* [Directions for this task] Would you please copy all of the data exactly, skipping the images?

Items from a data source
++++++++++++++++++++

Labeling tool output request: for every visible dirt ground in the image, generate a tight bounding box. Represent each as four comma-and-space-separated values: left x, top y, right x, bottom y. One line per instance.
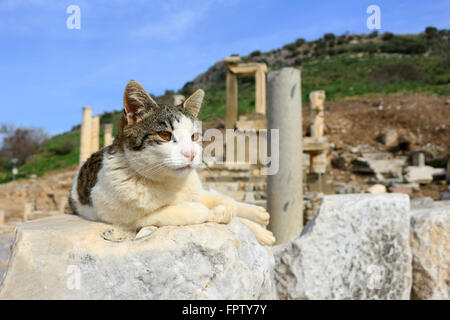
320, 93, 449, 158
0, 167, 76, 222
204, 93, 449, 158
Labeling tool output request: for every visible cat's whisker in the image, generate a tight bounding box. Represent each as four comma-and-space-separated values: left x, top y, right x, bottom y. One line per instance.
138, 163, 167, 178
138, 159, 185, 177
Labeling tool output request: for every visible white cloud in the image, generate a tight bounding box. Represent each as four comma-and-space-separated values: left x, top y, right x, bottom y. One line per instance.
133, 9, 204, 41
130, 0, 237, 41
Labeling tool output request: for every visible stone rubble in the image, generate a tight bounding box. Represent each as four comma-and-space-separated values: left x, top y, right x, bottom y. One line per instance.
404, 166, 446, 184
367, 184, 387, 194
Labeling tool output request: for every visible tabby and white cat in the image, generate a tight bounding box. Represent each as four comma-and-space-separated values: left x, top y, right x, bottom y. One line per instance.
69, 80, 275, 245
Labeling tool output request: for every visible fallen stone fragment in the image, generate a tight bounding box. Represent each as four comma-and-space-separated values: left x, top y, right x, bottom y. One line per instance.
367, 184, 387, 194
404, 166, 445, 184
376, 130, 398, 147
351, 155, 406, 176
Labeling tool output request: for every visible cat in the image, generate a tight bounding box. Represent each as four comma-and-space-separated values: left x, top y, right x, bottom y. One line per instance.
69, 80, 275, 245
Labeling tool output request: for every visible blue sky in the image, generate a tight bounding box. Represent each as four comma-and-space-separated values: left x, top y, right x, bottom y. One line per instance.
0, 0, 449, 135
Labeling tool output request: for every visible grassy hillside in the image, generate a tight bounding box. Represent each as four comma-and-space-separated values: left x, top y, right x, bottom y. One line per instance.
200, 53, 449, 121
1, 28, 449, 183
0, 118, 121, 183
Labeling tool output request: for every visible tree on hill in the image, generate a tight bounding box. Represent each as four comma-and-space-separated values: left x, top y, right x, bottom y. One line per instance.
0, 124, 49, 165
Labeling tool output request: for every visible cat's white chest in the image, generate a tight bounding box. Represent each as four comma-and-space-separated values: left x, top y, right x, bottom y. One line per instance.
90, 153, 202, 226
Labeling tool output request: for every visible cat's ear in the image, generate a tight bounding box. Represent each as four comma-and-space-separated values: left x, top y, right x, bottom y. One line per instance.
182, 89, 204, 118
123, 80, 159, 125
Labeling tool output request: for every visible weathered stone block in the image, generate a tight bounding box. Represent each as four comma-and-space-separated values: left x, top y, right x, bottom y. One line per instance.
0, 215, 275, 299
410, 206, 449, 300
404, 166, 446, 184
273, 193, 412, 300
376, 130, 398, 147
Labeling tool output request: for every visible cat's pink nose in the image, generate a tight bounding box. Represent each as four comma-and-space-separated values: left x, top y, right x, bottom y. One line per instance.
183, 151, 196, 162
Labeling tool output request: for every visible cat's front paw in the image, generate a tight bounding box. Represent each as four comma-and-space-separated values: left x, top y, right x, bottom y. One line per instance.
208, 203, 236, 224
237, 217, 276, 246
254, 228, 276, 246
236, 203, 270, 226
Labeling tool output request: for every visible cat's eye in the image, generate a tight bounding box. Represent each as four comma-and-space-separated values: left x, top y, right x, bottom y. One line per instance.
191, 133, 200, 141
158, 131, 172, 142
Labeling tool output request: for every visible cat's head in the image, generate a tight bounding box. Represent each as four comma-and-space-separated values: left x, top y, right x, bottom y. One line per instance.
116, 80, 204, 180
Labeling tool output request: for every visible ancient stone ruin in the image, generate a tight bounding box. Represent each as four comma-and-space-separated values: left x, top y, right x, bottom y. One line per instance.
0, 64, 448, 300
80, 107, 114, 163
223, 56, 268, 129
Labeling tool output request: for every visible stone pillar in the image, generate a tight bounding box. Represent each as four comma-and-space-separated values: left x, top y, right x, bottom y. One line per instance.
411, 152, 426, 167
309, 90, 325, 138
23, 203, 32, 222
310, 155, 327, 175
225, 71, 238, 129
267, 67, 303, 245
80, 107, 92, 163
0, 210, 4, 225
309, 90, 327, 174
91, 115, 100, 154
255, 65, 266, 115
416, 152, 425, 167
104, 124, 113, 147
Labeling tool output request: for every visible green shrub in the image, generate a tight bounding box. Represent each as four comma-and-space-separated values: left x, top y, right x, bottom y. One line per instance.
49, 140, 76, 156
371, 61, 423, 82
314, 40, 327, 56
425, 26, 439, 39
282, 43, 297, 52
0, 156, 12, 171
294, 58, 304, 65
313, 48, 326, 57
380, 37, 427, 54
336, 36, 347, 45
368, 31, 378, 38
180, 81, 195, 96
249, 50, 261, 57
382, 32, 394, 41
335, 46, 348, 54
324, 33, 336, 42
295, 38, 306, 46
427, 74, 450, 85
348, 44, 364, 53
365, 42, 378, 54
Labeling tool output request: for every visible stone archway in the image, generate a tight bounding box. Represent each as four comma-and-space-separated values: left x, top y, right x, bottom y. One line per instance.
223, 56, 268, 129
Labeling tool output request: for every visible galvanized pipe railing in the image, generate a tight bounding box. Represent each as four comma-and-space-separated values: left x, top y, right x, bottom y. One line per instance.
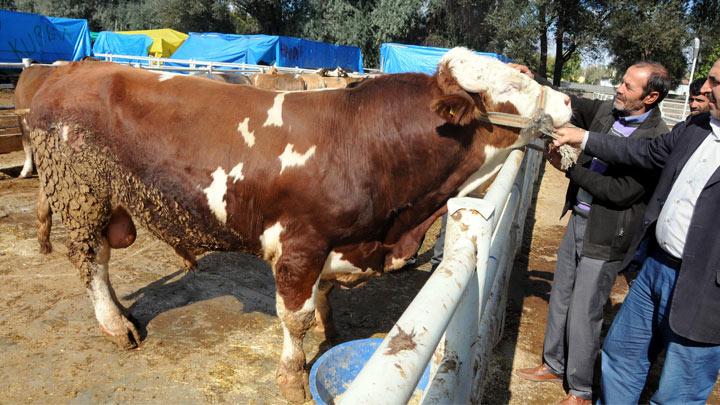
92, 53, 370, 77
341, 143, 544, 404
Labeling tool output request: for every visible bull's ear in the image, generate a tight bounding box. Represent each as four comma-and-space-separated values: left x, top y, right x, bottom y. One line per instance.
432, 92, 476, 125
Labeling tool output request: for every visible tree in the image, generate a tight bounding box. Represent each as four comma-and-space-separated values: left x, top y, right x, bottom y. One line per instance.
689, 0, 720, 77
696, 44, 720, 78
546, 0, 607, 86
229, 0, 308, 35
602, 0, 689, 88
0, 0, 17, 9
584, 64, 614, 85
301, 0, 429, 67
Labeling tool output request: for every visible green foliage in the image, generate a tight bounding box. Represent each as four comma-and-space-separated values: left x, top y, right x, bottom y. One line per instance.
602, 0, 689, 88
696, 43, 720, 78
546, 53, 582, 82
689, 0, 720, 76
0, 0, 17, 10
583, 64, 614, 85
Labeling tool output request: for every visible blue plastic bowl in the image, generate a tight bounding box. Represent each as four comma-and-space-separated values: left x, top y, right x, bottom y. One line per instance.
309, 337, 430, 405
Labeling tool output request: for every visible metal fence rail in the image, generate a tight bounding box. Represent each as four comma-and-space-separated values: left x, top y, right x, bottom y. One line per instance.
93, 53, 371, 77
341, 143, 543, 404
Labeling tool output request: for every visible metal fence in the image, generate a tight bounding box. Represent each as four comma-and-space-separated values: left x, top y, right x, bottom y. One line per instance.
93, 53, 374, 77
340, 144, 543, 404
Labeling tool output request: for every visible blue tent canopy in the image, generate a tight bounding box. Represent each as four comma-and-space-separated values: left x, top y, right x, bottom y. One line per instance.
92, 31, 153, 64
0, 9, 91, 63
380, 43, 511, 75
170, 33, 364, 72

++++++++++++++++++++

* [Expected output]
Labeling tool output request: for every visible dirt ground in the image, generate a tight bounding box. Represent each as four comma-and-space-separated values: left x, top y, right x, bottom y. One line per instance.
320, 93, 449, 158
0, 167, 76, 222
204, 93, 449, 158
Labeling tool output request: for every visible cat's whisker in the image, generate a tight bounding box. Represent each as four comma-and-space-separated values: left x, top y, right x, bottom y. One line per instance.
138, 163, 167, 178
138, 159, 185, 177
Labeling tool output request: for every visible white cloud in the image, generate a tight bounding box. Represent each as four comma-and-space-separated values: left x, top y, right x, bottom y. One line per instance.
133, 9, 204, 41
130, 0, 237, 41
Labeling tool output request: for every visible stone rubble in the image, generate a tight bounding box. Represent each as four comma-and-space-separated values: left x, top y, right x, bottom y. One line per instance.
404, 166, 446, 184
367, 184, 387, 194
Labeling tool output request: for every visible tabby and white cat in the image, generate a tight bounding box. Represent each as four comma-and-space-separated values: left x, top y, right x, bottom y. One line per instance.
69, 80, 275, 245
Labeling tool output request: for every visible fallen stone fragment in the image, generate a tight bounding box. Represent each as four comma-and-space-separated values: left x, top y, right x, bottom y. One line per instance.
367, 184, 387, 194
404, 166, 445, 184
376, 130, 398, 147
351, 155, 406, 176
Labeling tool output request: for every visible cat in the image, generate a tight bounding box. Represent each as four comma-and-space-separated values: left x, top y, right x, bottom y. One line per instance.
69, 80, 275, 245
Labeling tool output request: for every visible blue sky in the image, generate a tight bounding box. Represent each as four comma-and-space-separated values: left x, top y, right x, bottom y. One line per instance.
0, 0, 449, 135
Labeling tool output request: for every visible grassy hillside in the image, generate a tight bounding box. Represent each as four comma-and-space-separated values: left x, top y, right x, bottom y. One line per instance.
200, 53, 449, 121
1, 28, 449, 183
0, 118, 121, 183
Labeling tool output request: for every visible tree on hill in the image, generate a tight bounding box. Represent each as four comma-and-space-separated values: left x, top y, right x, bottom y. One line per instance.
0, 124, 49, 165
Labeling tool output request: for every visible cat's white chest in the image, generate a tight bounding box. Represent each as four comma-and-space-separated values: left x, top y, right x, bottom y. One line per instance.
90, 153, 202, 226
Labeling tool output request: for every visible cat's ear in the image, generate a tight bounding box. Represent each as four comma-and-space-separated values: left x, top y, right x, bottom y. One line per instance.
182, 89, 204, 118
123, 80, 159, 125
Labeling tool output request: for every visible weathered stone block in the image, generate a tight bounding box. Represent each as four comma-and-space-separated values: left x, top y, right x, bottom y. One line per instance.
0, 215, 275, 299
410, 206, 449, 300
404, 166, 446, 184
273, 193, 412, 300
376, 130, 398, 147
Labeling tool output request: for every visible cat's pink nose in the image, generate a tight bounding box. Represent each as four comma-and-space-separated values: left x, top y, right x, bottom y. One line per instance.
183, 151, 196, 162
Labeling tool output request: for every visible cat's front paw in the image, generate a tight bounding box. Represent each as four comma-and-space-separated values: left x, top y, right x, bottom y. One line per instance.
208, 203, 236, 224
237, 217, 276, 246
254, 228, 276, 246
236, 203, 270, 226
Labeling tool output request: for every visible cat's eye in the image, generate a tight bounding box. Represent each as four comma-and-space-separated values: left x, top y, right x, bottom y. One line per instance.
191, 133, 200, 141
158, 131, 172, 142
Labeling tool output request: for every visible cat's head in the image, generate a tight bounding box. Represent each as four comma-and-space-separated values: left x, top y, right x, bottom y. One line per instance.
116, 80, 204, 180
Labeling tool output request: for every visible ancient stone ruin in the image, generate a tight bounding box. Represent each as four comma-and-space-separated values: left x, top y, right x, bottom y. One line per instance.
0, 64, 448, 300
80, 107, 114, 163
223, 56, 268, 129
Labeling tool output request: for every visible stone pillar in the image, generate a tight bounding box. Represent each as four comma-and-space-separated values: left x, top y, right x, bottom y. One line per instance.
411, 152, 426, 167
309, 90, 325, 138
23, 203, 32, 222
310, 155, 327, 175
225, 71, 238, 129
267, 67, 303, 245
80, 107, 92, 163
0, 210, 4, 225
309, 90, 327, 174
91, 115, 100, 154
255, 65, 266, 115
416, 152, 425, 167
104, 124, 113, 147
Labeling tool output request: for every visible green shrub in the image, generate a tight bounding box. Represent each as four comma-and-space-separated values: left x, top y, right x, bottom y. One line per instance.
49, 140, 76, 156
371, 61, 423, 82
314, 40, 327, 56
425, 26, 439, 39
282, 43, 297, 52
0, 156, 12, 171
294, 58, 304, 65
313, 48, 326, 57
380, 37, 427, 54
336, 36, 347, 45
368, 31, 378, 38
180, 81, 195, 96
249, 50, 261, 57
382, 32, 394, 41
335, 46, 348, 54
324, 33, 336, 42
295, 38, 306, 46
427, 74, 450, 85
348, 44, 364, 53
365, 42, 378, 54
Labeling tool output request: for every visible stone archway in the image, generate a tight bounding box. Represent each as four comma-and-space-separated values: left x, top y, right x, bottom y. One line per instance.
223, 56, 268, 129
Labeling tool output request: for every visible galvanized pipe railing in the image, generate a tight bounding box. Represent each as four comma-and-space-separated values: left x, top y, right x, bottom y. One line per instance.
92, 53, 370, 77
341, 143, 544, 404
Labeling tool output request: for every visible bull's ear in the image, generate a tight bounding box. Represent each as four comma-and-space-separated values: left x, top y, right x, bottom y. One line per instance.
432, 92, 476, 125
Labeling tool output request: for every visible tree in the image, generate a tight bounding box. Represent each as four comma-and-space-separated values: left x, top y, right x, bottom y. One line per instance.
689, 0, 720, 77
696, 44, 720, 78
546, 0, 607, 86
229, 0, 308, 35
602, 0, 689, 88
0, 0, 17, 9
584, 64, 614, 85
301, 0, 429, 67
Labeling tool output request: for every visible green foliage in the image, generate a tight bounding box. Represent each as four comma-and-space-separated values: left x, top y, right x, bottom y. One line per instance.
602, 0, 689, 88
696, 43, 720, 78
546, 53, 582, 82
689, 0, 720, 76
0, 0, 17, 10
583, 64, 614, 85
Labeling tool output request: for every visible blue plastic bowl in the image, generate a tight bounding box. Represent each as four comma-and-space-separated values: left x, top y, right x, bottom y. One line per instance.
309, 337, 430, 405
Labeling tool output request: for every visible metal fence rail in the image, generate a tight bounding box. Represent each as four comma-and-space-separated values: left x, top y, right x, bottom y. One line per instance.
93, 53, 371, 77
341, 143, 543, 404
Labeling tool output request: for every visible metal fence in the image, generate a tight bounding box. Represent each as four comma-and-space-separated values: left x, top y, right x, bottom y. One line per instance.
93, 53, 374, 77
340, 144, 543, 404
Labeling tool output request: for every visible blue tent canopy in the image, generate a tight bounding box. Represent each as four comma-and-space-separated values: left x, top y, right x, bottom y. One line per instance.
92, 31, 153, 64
0, 9, 91, 63
380, 43, 511, 75
170, 33, 364, 72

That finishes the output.